Source document
>> BEGIN
Why is it important for it to be a Canadian producer, and should that producer own the intellectual property? I’ll give you an analogy, even though it’s not a very good one. When a Japanese car is built in an Ontario plant, it’s still a Japanese car. It doesn’t become a Canadian car because it was built in Canada by Canadian employees. In the cultural sector, if a foreigner believes that there is a good business opportunity here because of the exchange rate, tax incentives and skilled workers, and decides that it would be worthwhile to invest in a production made in Canada, then all of a sudden we seem to want to call it “Canadian content.”

It’s an important economic sector, and there are also good business opportunities. They come here to do business because it’s a favourable environment. But intellectual property is just as important. That’s why the concept of Canadian content is ultimately bound up with who holds the rights, who will be able to market the work, who will be able to earn money with it and reinvest it, as I was saying earlier, in developing Canadian content.

An American company coming to shoot here may well use the best of Canadian talent, but it will not necessarily invest in developing the talent or in growing its business in Canada. That’s what we want to encourage: the growth and development of companies here in Canada.

I believe that the distinction has to do with intellectual property, meaning who holds the rights. When a Swedish drug company comes to manufacture pills here in Canada, it doesn’t make them Canadian. If the patent is Swedish, the product is still Swedish; it’s not Canadian just because it happens to be made here.

The logic would never be applied in another economic sector, but simply because what’s involved is culture, the impression created is that we are prepared to lower the amount of Canadian content to keep foreign investors happy. It’s an economic sector, but I see it as part of the audiovisual ecosystem. There is production in Canada, but it’s not production of Canadian content.

The Chair: As I understand it, if we have three Canadians who own three different Canadian projects and three films, and they are making three films in Canada, that’s fine and it’s a good investment. It will create jobs for artists, writers, directors and everyone in the sector. What’s wrong with having, let’s say three or four other investors from elsewhere who come and create more jobs for the sector? It will add competition, but in a good way, because it will become possible to promote not just three Canadian projects, but seven Canadian projects.
>> END
Supplied records
>> BEGIN
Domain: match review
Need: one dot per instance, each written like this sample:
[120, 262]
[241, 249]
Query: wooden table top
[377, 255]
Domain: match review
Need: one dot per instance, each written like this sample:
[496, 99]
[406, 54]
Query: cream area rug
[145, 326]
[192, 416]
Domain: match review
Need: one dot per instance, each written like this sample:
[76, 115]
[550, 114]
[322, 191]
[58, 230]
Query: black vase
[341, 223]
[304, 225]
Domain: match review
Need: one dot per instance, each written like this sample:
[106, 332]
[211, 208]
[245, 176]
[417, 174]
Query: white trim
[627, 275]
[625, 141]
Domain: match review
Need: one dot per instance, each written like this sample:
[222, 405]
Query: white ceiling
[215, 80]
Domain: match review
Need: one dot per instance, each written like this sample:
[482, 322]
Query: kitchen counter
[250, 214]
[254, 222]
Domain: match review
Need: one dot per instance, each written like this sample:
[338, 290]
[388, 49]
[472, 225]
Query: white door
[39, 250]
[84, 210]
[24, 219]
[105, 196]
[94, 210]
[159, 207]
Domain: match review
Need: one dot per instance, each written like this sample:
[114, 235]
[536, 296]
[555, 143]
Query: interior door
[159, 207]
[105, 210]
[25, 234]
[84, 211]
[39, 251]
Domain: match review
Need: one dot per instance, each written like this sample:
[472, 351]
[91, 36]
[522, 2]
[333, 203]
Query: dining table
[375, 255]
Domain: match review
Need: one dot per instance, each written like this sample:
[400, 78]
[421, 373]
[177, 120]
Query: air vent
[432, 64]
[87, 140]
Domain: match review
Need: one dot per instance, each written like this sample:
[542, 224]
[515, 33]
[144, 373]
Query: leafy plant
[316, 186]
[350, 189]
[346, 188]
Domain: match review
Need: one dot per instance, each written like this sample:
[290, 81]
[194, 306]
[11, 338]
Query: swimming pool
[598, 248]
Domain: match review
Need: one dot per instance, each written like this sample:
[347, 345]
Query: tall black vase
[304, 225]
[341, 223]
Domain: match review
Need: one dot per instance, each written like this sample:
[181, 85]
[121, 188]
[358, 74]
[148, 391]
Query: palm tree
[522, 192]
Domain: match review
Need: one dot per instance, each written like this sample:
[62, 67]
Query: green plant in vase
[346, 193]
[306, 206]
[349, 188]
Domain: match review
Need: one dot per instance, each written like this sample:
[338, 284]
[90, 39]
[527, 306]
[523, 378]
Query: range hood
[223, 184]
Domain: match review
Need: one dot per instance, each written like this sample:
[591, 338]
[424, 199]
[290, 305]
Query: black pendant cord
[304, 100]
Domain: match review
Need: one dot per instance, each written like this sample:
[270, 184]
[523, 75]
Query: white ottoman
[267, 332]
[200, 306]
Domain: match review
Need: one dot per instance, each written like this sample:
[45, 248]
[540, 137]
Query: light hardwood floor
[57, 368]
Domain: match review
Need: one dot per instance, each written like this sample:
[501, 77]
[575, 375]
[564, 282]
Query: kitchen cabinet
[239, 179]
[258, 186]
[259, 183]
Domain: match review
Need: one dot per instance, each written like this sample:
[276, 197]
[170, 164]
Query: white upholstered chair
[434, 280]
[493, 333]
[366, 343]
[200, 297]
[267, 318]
>> END
>> BEGIN
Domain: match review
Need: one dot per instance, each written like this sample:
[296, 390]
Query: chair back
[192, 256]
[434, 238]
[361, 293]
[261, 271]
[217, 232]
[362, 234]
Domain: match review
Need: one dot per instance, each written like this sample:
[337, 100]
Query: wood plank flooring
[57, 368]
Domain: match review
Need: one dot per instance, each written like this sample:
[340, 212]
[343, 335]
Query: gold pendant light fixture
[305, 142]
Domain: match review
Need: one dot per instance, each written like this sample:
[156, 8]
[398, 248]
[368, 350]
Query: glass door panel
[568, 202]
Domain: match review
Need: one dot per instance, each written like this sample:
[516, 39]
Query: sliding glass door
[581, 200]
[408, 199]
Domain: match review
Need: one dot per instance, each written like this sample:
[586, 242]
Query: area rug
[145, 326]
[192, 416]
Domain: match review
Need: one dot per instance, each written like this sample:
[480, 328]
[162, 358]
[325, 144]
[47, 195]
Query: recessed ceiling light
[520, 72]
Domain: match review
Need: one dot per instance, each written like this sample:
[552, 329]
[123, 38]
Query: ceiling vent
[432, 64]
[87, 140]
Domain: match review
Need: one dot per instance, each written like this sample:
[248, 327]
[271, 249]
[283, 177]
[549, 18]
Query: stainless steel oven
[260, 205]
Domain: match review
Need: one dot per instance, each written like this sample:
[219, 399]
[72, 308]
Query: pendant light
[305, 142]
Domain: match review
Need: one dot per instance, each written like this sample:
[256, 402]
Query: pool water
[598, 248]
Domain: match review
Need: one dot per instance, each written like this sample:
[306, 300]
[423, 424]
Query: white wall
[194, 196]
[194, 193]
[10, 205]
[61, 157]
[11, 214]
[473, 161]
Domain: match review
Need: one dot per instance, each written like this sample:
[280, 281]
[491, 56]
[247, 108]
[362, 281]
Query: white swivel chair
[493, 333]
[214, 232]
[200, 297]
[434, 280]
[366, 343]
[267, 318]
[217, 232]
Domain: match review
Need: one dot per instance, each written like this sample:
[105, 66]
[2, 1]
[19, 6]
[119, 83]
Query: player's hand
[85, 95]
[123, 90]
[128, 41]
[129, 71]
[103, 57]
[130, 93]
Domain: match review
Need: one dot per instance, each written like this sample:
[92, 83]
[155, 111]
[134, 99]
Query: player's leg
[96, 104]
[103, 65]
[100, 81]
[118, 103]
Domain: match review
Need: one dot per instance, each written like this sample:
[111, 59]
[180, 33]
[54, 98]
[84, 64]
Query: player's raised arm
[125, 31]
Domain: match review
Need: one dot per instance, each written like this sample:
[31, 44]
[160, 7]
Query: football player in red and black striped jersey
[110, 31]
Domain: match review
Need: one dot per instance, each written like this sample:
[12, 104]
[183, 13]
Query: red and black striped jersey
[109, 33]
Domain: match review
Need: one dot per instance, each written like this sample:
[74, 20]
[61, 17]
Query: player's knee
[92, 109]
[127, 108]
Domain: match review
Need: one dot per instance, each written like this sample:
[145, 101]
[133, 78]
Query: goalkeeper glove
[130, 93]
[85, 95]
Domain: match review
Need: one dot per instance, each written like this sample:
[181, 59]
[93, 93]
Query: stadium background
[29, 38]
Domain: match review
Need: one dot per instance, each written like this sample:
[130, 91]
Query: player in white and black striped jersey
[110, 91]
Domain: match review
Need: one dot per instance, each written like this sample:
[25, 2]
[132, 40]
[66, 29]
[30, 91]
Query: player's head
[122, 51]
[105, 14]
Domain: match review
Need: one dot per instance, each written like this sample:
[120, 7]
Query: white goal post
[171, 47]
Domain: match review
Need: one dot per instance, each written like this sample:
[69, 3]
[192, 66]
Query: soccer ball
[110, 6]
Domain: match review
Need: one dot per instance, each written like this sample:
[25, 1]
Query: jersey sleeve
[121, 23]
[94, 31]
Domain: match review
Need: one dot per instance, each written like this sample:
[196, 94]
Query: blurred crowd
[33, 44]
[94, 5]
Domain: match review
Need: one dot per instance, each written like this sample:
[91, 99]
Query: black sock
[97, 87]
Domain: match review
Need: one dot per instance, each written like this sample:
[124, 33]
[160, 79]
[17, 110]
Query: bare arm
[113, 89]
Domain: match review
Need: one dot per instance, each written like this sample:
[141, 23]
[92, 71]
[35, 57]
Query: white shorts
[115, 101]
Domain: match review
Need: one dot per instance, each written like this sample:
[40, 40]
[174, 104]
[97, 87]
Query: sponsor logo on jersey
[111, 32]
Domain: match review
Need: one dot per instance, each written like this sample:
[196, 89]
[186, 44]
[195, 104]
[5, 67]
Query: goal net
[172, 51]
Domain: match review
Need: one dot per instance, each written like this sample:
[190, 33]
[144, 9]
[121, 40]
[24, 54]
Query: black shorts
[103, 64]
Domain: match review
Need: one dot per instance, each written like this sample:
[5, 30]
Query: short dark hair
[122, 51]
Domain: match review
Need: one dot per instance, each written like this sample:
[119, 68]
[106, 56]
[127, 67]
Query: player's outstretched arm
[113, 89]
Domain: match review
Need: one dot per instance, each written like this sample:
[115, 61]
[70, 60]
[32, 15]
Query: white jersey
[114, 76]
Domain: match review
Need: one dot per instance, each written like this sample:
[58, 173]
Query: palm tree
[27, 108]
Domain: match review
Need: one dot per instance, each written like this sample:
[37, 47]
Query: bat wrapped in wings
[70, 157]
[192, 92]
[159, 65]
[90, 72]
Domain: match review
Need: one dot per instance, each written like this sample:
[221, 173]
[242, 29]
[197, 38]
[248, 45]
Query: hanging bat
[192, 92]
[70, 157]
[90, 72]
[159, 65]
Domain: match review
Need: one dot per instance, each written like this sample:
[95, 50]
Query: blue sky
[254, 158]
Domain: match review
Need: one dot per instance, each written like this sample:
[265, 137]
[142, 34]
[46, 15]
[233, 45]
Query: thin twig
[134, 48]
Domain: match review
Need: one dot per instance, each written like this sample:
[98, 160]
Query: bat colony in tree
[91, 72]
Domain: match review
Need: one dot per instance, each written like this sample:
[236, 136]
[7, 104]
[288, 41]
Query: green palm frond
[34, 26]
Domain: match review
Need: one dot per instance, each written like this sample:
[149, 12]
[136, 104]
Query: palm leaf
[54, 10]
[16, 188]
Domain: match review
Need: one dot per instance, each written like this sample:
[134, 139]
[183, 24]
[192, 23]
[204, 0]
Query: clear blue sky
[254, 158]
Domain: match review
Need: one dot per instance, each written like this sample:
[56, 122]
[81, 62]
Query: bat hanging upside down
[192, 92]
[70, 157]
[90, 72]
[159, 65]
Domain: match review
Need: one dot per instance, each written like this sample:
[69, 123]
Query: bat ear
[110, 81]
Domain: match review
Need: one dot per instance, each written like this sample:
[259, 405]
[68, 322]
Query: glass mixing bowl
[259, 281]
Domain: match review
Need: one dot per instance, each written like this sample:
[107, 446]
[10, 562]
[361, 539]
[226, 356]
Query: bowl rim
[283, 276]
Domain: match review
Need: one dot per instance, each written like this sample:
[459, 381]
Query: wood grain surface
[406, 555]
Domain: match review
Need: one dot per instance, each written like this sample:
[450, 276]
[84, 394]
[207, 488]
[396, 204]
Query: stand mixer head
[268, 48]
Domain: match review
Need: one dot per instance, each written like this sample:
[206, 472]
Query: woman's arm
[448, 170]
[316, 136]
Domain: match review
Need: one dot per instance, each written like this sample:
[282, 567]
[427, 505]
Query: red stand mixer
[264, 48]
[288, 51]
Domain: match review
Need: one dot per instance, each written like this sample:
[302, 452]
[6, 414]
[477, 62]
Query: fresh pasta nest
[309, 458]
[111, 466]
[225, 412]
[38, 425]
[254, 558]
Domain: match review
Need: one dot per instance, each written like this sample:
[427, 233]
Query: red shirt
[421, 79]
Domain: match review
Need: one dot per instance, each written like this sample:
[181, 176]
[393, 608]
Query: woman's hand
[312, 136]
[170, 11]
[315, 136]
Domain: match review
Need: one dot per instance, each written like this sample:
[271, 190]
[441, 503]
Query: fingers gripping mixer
>> END
>> BEGIN
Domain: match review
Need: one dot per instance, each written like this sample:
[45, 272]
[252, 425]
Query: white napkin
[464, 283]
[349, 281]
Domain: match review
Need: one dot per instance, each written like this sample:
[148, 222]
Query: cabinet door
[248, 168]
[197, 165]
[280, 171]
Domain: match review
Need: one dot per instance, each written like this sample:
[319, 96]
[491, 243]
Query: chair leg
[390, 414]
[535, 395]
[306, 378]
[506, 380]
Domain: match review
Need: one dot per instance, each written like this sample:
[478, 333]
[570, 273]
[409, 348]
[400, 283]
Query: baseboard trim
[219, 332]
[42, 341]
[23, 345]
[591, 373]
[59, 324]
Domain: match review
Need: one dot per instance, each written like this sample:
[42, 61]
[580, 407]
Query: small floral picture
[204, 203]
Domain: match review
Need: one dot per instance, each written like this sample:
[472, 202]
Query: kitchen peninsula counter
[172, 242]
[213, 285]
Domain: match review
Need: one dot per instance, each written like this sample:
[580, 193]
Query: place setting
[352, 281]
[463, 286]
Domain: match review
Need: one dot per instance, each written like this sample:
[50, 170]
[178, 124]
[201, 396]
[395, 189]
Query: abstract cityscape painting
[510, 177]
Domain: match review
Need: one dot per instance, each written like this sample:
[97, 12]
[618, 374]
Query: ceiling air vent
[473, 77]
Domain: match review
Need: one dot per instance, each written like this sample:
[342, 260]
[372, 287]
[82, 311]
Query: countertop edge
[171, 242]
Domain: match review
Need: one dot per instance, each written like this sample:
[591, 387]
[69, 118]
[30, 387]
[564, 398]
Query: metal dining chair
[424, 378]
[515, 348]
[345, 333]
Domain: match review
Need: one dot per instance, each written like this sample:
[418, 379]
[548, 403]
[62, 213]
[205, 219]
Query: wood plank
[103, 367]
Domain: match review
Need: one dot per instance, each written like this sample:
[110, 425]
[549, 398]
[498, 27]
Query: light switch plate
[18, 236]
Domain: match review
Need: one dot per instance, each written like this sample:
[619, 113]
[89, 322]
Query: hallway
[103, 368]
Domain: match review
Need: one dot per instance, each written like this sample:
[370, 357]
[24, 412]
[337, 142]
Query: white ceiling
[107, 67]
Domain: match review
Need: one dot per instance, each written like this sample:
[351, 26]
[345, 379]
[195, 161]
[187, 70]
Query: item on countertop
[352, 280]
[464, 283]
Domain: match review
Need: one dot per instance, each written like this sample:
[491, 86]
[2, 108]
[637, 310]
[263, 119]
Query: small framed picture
>> END
Written request
Answer these questions using the passage on Canadian content:
(a) Which three factors might lead a foreigner to see a good business opportunity in Canada?
(b) What nationality is the drug company in the example about manufacturing pills?
(c) In the Chair's scenario, how many Canadian projects could be promoted once other investors join?

Expected answer
(a) The exchange rate, tax incentives and skilled workers.
(b) Swedish.
(c) Seven.